## STATED GOAL 1
List every Intel processor named by model in the article on personal computer sales.
## STATED GOAL 2
Carry on the article on personal computer sales from its final sentence.

## SELECTED EXTRACT

(begin)

/ 4 July 2002

Here’s to the next billion

It has taken 20 years to sell a billion PCs. The next billion are expected to be sold over the coming five or six years. The phenomenal growth of the personal computer has been driven by three forces, the first of which was the decision by IBM, then maker of the dominant mainframe computers, to license the manufacture of two key elements of personal computers in the early 1980s — the software and the microprocessor.

That spawned the two most dominant forces in the computer industry: Microsoft, whose software now runs on 95% of all new computers, and Intel, the hardware company that makes the processors that run most personal computers.

Ironically, IBM had been involved in a 13-year anti-trust battle with the United States Justice Department similar to the fight Microsoft is currently involved in, but the case was dropped when IBM’s rivals started cloning its hardware in 1981, eroding its mainframe business dominance.

IBM rebounded and is still the leader in computer consulting and a big-name vendor in the computer market. But the recent merger of Hewlett Packard and Compaq has catapulted the resulting new company into top spot for most hardware segments in the market for smaller computers.

Microsoft’s success story is one most people know. But Intel, which produces the core hardware, has been around longer. It made the chip for the first commercially successful and widely available PC, the Altair, which was launched in 1974.

“Intel’s contribution to the evolution of personal computing began with its 1971 invention of the microprocessor,” says Steve Nossel, Intel South Africa’s country manager.

“This path of innovation leads from the Intel 8080 chip used in the Altair to the 4,77 megahertz Intel 8088 processor that powered the watershed IBM PC in 1981 and into the era of the Intel Pentium 4 processor. This is the world’s fastest processor, delivering speeds of up to 2,53 gigahertz.”

That is 524 times faster than the processor that ran the first IBM PC.

Gordon Moore, co-founder of Intel, postulated a law for all of this. Moore’s Law holds that technology evolves at a rate that every 18 months sees double the number of transistors able to be packed on to the same amount of silicon.

(end)

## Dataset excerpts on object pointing
(begin)

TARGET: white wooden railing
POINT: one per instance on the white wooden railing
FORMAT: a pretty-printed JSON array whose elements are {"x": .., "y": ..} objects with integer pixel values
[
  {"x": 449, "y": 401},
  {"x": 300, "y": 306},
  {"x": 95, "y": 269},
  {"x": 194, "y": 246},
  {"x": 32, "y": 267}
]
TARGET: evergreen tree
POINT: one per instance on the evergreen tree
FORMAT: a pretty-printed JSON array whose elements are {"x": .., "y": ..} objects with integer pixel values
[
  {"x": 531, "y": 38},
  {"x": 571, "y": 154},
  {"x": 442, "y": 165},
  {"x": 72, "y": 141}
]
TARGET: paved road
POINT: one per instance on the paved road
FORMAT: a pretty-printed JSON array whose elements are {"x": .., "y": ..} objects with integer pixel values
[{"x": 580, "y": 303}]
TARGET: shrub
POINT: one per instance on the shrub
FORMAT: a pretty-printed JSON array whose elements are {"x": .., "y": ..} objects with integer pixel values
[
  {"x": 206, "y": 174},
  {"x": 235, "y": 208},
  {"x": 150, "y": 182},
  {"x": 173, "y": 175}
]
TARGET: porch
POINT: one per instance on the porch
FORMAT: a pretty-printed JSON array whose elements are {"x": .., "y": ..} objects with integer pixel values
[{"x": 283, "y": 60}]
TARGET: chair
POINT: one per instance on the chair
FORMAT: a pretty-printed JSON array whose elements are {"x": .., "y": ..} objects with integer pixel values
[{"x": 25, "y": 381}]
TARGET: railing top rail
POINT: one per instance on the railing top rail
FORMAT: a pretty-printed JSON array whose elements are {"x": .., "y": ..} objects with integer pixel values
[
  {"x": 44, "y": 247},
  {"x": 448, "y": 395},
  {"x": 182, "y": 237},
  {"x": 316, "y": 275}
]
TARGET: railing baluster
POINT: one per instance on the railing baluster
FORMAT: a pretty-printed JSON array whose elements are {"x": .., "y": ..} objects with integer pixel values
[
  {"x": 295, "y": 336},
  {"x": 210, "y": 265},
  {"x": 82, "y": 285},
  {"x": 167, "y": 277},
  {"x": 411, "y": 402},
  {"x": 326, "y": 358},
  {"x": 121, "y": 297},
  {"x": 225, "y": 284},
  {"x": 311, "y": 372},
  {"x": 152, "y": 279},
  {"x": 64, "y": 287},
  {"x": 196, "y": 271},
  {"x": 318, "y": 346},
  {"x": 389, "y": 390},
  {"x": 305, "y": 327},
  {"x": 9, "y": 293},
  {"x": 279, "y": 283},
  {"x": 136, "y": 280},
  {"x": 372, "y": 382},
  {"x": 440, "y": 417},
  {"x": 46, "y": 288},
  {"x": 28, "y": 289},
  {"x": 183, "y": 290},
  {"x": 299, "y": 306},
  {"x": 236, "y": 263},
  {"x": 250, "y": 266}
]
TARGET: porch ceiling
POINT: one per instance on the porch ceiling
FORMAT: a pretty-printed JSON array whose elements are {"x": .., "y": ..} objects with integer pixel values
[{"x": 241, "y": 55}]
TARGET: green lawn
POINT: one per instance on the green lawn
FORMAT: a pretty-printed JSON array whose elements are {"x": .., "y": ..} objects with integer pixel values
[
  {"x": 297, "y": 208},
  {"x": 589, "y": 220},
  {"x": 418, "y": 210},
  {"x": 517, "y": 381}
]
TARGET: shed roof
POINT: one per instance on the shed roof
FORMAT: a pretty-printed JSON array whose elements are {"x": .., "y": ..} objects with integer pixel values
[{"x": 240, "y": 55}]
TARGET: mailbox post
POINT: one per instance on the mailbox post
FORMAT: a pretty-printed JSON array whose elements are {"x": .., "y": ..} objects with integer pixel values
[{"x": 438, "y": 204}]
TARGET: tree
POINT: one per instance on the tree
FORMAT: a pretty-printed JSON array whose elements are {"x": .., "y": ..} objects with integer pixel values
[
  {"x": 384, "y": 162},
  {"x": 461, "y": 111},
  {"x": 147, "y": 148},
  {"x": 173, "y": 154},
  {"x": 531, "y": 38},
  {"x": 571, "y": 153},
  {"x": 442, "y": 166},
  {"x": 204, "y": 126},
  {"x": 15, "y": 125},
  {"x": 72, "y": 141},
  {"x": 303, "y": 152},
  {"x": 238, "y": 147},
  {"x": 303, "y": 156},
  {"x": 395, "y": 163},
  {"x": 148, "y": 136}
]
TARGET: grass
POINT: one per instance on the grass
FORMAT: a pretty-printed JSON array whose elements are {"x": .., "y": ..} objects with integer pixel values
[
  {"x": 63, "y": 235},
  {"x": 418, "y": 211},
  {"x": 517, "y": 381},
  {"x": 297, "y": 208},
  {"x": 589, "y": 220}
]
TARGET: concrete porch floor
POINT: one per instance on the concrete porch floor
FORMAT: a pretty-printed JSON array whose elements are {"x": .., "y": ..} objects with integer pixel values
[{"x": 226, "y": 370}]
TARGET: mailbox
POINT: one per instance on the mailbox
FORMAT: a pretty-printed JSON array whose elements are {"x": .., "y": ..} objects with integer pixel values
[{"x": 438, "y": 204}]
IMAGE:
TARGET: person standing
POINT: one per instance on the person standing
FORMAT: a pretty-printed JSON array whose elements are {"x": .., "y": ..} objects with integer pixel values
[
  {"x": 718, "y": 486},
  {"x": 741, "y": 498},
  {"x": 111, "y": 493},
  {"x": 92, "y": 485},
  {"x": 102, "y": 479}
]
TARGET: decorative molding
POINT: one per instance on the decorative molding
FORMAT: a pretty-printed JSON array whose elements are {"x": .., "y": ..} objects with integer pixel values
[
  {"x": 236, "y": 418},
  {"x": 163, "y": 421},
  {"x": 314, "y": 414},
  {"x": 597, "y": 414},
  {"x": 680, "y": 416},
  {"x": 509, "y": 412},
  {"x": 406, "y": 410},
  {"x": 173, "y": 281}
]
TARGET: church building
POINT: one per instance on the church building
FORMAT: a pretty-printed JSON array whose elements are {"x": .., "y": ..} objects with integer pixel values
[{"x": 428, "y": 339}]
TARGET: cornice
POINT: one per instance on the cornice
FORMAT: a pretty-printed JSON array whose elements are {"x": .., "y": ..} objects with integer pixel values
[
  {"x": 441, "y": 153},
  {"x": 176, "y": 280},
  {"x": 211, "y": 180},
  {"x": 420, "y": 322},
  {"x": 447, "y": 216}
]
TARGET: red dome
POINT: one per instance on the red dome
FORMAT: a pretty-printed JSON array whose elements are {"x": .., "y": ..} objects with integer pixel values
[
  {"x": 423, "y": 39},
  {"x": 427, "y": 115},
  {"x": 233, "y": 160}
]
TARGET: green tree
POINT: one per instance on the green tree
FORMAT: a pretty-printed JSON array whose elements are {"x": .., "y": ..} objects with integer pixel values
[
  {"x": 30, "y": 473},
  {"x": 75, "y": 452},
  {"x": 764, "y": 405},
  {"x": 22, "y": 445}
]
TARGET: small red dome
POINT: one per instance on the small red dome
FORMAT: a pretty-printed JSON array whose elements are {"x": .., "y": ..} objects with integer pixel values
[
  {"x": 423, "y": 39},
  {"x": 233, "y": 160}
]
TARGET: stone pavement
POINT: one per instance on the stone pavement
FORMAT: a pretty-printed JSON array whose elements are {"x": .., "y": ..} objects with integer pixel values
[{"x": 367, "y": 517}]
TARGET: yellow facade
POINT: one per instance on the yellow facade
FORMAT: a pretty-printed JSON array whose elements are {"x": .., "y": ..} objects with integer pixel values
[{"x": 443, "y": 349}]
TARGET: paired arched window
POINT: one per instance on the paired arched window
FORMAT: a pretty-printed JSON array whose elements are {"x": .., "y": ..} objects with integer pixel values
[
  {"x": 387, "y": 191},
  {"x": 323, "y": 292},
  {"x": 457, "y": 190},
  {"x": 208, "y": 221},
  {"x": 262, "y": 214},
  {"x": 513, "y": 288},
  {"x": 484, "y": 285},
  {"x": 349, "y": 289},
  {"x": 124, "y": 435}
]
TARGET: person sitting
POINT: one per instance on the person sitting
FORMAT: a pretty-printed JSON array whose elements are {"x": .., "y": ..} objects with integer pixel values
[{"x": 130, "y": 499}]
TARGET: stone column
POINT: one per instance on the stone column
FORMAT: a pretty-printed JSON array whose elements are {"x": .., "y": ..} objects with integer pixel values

(end)

## EXPECTED OUTPUT 1
Intel 8080, Intel 8088, Intel Pentium 4

## EXPECTED OUTPUT 2
This means, in effect, that the speed of computer chips doubles every year and a half, as does the amount of memory packed in a chip. But computers are still difficult to use for the average consumer and are not as widespread in the developing world as in Europe, the US and Asia.

“Today, humans have to work with computers on the computer’s terms,” says Nossel. “Tomorrow, we want to make computers work with humans on their terms. That vision includes developing PCs that can recognise speech, gestures and video, and means achieving breakthroughs that will make the interaction between people and computers a truly immersive experience.

“Ultimately, we envisage a world in which billions of people are seamlessly connected to the Internet, all the time and anywhere, with a rich set of services that are enabled by wireless technologies,” says Nossel.

Such devices are more likely to resemble a souped-up cellphone than a computer and will use super-fast data networks to communicate with each other.

The rise of the computer has in part been fuelled by, and helped fuel, the Internet explosion that began in the mid-1990s. To get on the “information superhighway” then you needed the PC equivalent of the Model T Ford — the automobile that made cars accessible to the masses.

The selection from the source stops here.